▶ [REQUIREMENT]: As soon as the line containing "Target: white sign" appears in the material below, start returning lines exactly, and end with the line containing "Target: white arena fence".

▶ [STUDY MATERIAL]:
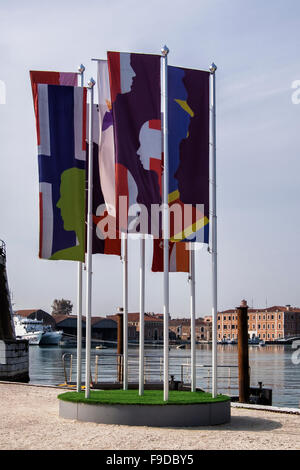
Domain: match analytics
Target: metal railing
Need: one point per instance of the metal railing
(108, 368)
(227, 376)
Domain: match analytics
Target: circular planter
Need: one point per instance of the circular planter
(197, 414)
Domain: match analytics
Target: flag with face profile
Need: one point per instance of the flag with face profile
(188, 139)
(136, 113)
(105, 239)
(179, 257)
(61, 134)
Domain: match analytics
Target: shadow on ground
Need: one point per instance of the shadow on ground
(241, 423)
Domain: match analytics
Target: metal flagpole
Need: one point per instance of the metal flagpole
(89, 246)
(212, 70)
(81, 70)
(165, 52)
(125, 309)
(193, 313)
(142, 315)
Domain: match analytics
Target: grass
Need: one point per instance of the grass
(131, 397)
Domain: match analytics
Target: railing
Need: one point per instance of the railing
(227, 376)
(108, 368)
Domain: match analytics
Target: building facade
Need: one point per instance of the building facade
(181, 327)
(268, 324)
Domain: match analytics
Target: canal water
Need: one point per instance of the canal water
(273, 365)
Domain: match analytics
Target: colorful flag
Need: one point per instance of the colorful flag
(61, 134)
(49, 78)
(179, 260)
(188, 114)
(136, 111)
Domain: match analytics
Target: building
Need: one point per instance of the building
(37, 314)
(153, 326)
(182, 329)
(102, 328)
(269, 324)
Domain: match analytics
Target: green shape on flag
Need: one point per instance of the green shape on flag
(72, 208)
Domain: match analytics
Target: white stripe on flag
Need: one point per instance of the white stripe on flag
(172, 262)
(106, 147)
(47, 220)
(78, 123)
(44, 147)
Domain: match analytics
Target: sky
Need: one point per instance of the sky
(256, 46)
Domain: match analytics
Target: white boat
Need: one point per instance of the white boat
(35, 331)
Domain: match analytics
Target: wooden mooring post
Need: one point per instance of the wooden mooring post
(120, 346)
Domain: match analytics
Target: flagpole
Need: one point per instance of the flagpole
(81, 70)
(142, 315)
(89, 246)
(125, 309)
(165, 52)
(212, 70)
(193, 314)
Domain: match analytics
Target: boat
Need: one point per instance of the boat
(232, 341)
(35, 331)
(50, 336)
(255, 341)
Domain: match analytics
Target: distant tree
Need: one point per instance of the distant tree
(62, 307)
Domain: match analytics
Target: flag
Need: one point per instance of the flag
(49, 78)
(188, 139)
(136, 110)
(179, 260)
(61, 134)
(101, 243)
(106, 146)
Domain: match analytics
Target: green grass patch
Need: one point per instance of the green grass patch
(150, 397)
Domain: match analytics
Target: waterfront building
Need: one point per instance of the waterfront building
(269, 324)
(153, 326)
(182, 328)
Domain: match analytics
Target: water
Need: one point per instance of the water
(271, 365)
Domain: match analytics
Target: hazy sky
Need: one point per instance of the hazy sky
(256, 46)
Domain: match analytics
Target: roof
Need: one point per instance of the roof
(94, 320)
(135, 317)
(186, 321)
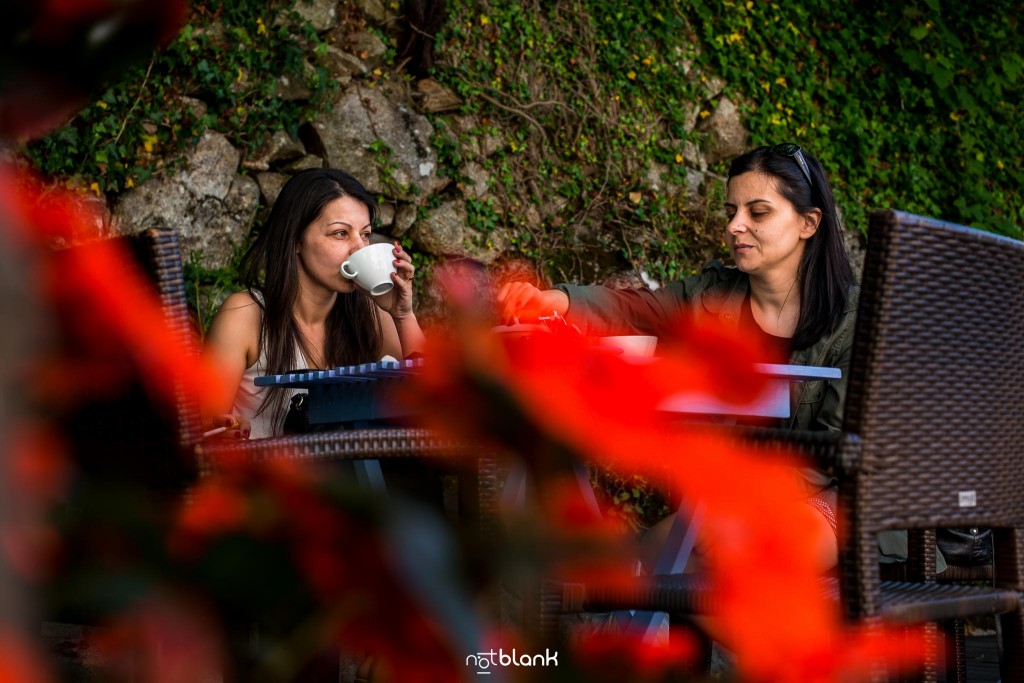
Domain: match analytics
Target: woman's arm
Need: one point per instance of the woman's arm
(402, 337)
(231, 345)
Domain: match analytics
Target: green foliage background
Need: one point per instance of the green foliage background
(909, 103)
(913, 104)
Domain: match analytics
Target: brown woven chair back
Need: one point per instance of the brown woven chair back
(936, 386)
(119, 427)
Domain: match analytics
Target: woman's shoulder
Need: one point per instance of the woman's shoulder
(240, 311)
(243, 303)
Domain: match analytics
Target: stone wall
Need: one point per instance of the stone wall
(381, 133)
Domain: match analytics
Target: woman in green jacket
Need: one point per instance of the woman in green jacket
(792, 286)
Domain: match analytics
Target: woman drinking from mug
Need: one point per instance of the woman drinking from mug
(298, 310)
(792, 287)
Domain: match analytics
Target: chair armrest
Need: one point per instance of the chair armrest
(836, 453)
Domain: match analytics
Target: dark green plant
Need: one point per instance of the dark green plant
(585, 98)
(913, 104)
(221, 72)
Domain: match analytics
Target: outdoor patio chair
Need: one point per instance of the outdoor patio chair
(129, 433)
(933, 436)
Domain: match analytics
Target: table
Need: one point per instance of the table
(351, 396)
(773, 402)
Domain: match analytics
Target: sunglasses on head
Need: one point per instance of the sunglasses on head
(791, 150)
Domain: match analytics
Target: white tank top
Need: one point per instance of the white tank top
(250, 397)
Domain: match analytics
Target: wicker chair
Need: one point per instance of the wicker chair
(933, 435)
(159, 253)
(112, 430)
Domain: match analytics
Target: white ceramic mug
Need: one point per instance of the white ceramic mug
(632, 345)
(371, 268)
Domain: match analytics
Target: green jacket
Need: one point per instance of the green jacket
(720, 291)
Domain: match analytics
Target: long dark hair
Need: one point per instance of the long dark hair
(269, 270)
(824, 269)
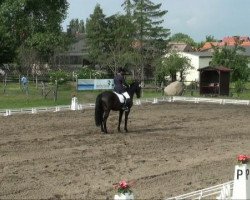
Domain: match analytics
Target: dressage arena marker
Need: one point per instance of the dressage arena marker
(237, 189)
(76, 106)
(137, 102)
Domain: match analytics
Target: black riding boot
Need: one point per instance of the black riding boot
(126, 104)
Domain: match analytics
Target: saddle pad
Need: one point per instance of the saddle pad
(121, 96)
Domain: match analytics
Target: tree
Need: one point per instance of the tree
(75, 27)
(21, 19)
(118, 43)
(210, 38)
(96, 34)
(171, 65)
(147, 18)
(231, 57)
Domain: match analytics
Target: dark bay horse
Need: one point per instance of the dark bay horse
(108, 100)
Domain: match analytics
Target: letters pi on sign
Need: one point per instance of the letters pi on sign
(242, 174)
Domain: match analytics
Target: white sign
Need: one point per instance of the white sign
(95, 84)
(101, 84)
(241, 189)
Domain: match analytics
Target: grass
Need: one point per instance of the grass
(14, 97)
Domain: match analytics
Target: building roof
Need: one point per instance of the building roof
(180, 47)
(217, 68)
(210, 53)
(204, 54)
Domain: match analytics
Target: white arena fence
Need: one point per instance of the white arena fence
(221, 191)
(7, 112)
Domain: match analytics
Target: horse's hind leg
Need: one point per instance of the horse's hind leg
(120, 119)
(126, 121)
(105, 117)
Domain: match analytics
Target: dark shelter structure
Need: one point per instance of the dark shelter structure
(214, 80)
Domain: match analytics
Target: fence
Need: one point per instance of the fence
(221, 191)
(7, 112)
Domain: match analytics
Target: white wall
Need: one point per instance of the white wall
(196, 62)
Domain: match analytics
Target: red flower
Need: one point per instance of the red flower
(123, 184)
(243, 159)
(124, 187)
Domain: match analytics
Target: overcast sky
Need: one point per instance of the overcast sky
(196, 18)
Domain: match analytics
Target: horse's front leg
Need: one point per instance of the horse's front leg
(105, 117)
(120, 119)
(126, 120)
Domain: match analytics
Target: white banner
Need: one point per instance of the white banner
(95, 84)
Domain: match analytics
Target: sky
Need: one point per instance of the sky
(196, 18)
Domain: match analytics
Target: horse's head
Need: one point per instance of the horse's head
(136, 88)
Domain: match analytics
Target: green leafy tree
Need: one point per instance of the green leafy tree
(210, 38)
(21, 19)
(75, 27)
(151, 35)
(96, 34)
(231, 57)
(118, 44)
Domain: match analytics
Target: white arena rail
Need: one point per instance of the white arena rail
(7, 112)
(221, 191)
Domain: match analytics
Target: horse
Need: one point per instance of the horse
(108, 100)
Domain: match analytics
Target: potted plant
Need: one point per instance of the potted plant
(124, 191)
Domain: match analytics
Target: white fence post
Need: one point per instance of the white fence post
(241, 189)
(74, 104)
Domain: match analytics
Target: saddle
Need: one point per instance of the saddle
(122, 96)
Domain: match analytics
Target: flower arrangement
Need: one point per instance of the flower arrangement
(123, 187)
(243, 159)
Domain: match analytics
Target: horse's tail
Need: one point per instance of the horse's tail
(98, 110)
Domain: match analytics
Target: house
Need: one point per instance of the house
(180, 47)
(200, 60)
(76, 56)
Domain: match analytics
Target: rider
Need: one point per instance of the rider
(120, 87)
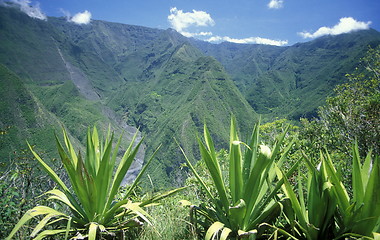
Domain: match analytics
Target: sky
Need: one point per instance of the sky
(273, 22)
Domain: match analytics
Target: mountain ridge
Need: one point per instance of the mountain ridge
(165, 84)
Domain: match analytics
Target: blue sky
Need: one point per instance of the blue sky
(276, 22)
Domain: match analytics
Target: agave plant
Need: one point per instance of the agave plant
(329, 212)
(250, 197)
(313, 216)
(90, 207)
(359, 215)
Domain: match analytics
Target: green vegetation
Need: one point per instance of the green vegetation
(238, 210)
(128, 77)
(92, 208)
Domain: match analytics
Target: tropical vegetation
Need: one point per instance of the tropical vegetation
(316, 178)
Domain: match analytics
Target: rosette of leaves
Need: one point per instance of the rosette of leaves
(89, 206)
(250, 198)
(329, 212)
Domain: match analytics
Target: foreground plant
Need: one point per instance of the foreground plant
(250, 197)
(329, 212)
(89, 205)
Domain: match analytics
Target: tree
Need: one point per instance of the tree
(352, 113)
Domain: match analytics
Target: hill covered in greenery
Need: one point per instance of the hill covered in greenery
(168, 86)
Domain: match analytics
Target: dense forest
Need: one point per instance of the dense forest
(114, 131)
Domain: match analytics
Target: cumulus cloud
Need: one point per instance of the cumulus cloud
(25, 6)
(180, 20)
(81, 18)
(275, 4)
(345, 25)
(250, 40)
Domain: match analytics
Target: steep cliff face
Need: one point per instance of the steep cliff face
(291, 81)
(166, 85)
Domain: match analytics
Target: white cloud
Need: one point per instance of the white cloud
(180, 20)
(345, 25)
(33, 11)
(250, 40)
(275, 4)
(81, 18)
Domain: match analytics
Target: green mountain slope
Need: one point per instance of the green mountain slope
(156, 80)
(22, 117)
(291, 81)
(124, 75)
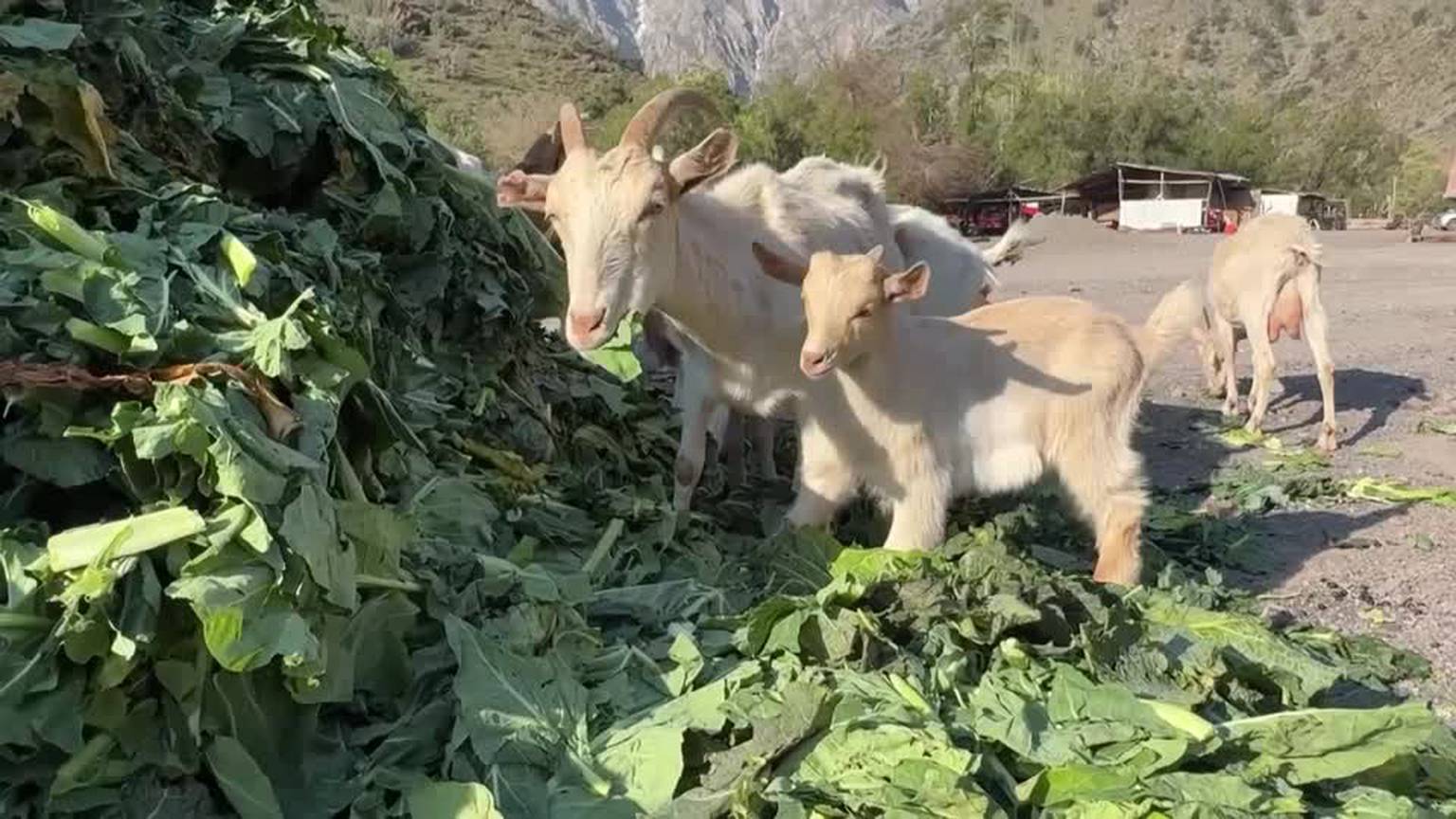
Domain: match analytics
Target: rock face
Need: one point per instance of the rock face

▶ [EXERCISE SOLUTION]:
Target: white sign
Need: one point per instance of the white sign
(95, 84)
(101, 84)
(241, 189)
Domain: match analytics
Target: grass
Need: one point per instance of the grass
(14, 97)
Domain: match analytics
Target: building roof
Need: one point per instance of the building roof
(180, 47)
(217, 68)
(210, 53)
(204, 54)
Domain: match analytics
Target: white arena fence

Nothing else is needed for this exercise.